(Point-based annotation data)
________________________

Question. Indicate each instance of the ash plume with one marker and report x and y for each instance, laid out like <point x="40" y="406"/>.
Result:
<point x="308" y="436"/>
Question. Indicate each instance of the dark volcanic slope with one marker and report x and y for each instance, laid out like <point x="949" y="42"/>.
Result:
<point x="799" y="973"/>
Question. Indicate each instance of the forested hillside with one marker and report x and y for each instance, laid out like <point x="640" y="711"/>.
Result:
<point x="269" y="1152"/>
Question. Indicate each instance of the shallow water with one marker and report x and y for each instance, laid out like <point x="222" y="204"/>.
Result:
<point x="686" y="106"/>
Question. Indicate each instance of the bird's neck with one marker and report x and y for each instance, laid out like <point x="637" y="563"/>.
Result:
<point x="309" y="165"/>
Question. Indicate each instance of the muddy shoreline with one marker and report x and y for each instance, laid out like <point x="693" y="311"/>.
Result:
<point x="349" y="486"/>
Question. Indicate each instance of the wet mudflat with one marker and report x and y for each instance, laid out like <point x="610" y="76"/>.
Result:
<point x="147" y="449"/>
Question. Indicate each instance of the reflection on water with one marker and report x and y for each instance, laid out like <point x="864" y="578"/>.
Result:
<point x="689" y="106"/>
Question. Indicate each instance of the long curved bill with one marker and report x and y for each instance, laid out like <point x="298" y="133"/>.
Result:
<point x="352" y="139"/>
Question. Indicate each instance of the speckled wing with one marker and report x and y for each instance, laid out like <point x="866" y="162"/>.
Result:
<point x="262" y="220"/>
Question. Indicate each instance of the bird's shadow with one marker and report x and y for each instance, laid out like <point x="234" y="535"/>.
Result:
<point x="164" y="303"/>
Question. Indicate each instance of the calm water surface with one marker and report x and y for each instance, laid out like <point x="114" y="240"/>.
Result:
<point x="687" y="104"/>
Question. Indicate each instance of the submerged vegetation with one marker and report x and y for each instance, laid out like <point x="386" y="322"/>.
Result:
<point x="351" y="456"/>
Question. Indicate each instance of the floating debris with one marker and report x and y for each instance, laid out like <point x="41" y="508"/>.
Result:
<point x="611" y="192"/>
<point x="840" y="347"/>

________________________

# INSTRUCTIONS FOR THE TASK
Repeat exactly, and only, the lines of the records above, starting with the line that contains "Question. Indicate each instance of the calm" and ending with the final line, both included.

# COMPLETE ANSWER
Question. Indicate each instance of the calm water surface with one marker and report x and y for each instance, laid out like <point x="114" y="240"/>.
Result:
<point x="687" y="104"/>
Question. Indicate each instance of the submerged vegetation with one marker and report x and y for each instance, laid out like <point x="386" y="322"/>.
Result:
<point x="351" y="456"/>
Question. Indicate each instance of the floating debris with one marker and report x and y for each instance, laid out like <point x="41" y="508"/>.
Result:
<point x="611" y="192"/>
<point x="840" y="347"/>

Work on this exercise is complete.